These entries are to be retyped in full, word for word.

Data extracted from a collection
----

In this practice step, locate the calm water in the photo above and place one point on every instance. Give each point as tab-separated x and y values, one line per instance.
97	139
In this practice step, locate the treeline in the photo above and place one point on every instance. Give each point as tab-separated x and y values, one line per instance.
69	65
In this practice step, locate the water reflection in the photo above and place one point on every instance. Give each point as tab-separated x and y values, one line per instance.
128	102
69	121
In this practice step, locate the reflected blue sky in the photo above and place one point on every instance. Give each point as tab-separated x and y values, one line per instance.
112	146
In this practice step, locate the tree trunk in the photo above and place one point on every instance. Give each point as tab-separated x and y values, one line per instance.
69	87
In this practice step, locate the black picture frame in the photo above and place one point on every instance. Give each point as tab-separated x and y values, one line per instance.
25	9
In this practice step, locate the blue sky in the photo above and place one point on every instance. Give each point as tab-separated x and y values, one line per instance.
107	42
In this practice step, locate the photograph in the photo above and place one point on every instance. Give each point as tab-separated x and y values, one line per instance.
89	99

----

Response below:
In this practice step, locate the calm water in the photo above and place one point on every instance. Give each point as tab-separated x and y values, one line per instance.
97	139
In this practice step, locate the treeline in the photo above and place one point on every instance. Give each point as tab-separated x and y values, one line per instance.
69	65
In this practice step, locate the water reflection in the photo above and place one point on every instance. Give each point as tab-separated x and y values, one line per instance.
128	102
69	121
In this practice step, locate the reflected blue sky in the photo above and place one point on every instance. Give each point as tab-separated x and y values, one line per instance.
112	146
In this practice step, locate the tree trunk in the photo above and place one point on every instance. Give each point as tab-separated x and y values, one line per instance.
69	87
In this practice step, locate the black picture frame in the photo above and place one point on every instance. Give each point as tab-separated x and y values, one line per instance.
25	9
In this practice step, locate the blue sky in the photo above and place one point on every instance. Give each point as tab-separated x and y values, one line per instance.
107	42
In this practice step, locate the photograph in the photo above and place one point on every instance. Give each point as tab-separated x and y values, one line per instance.
89	99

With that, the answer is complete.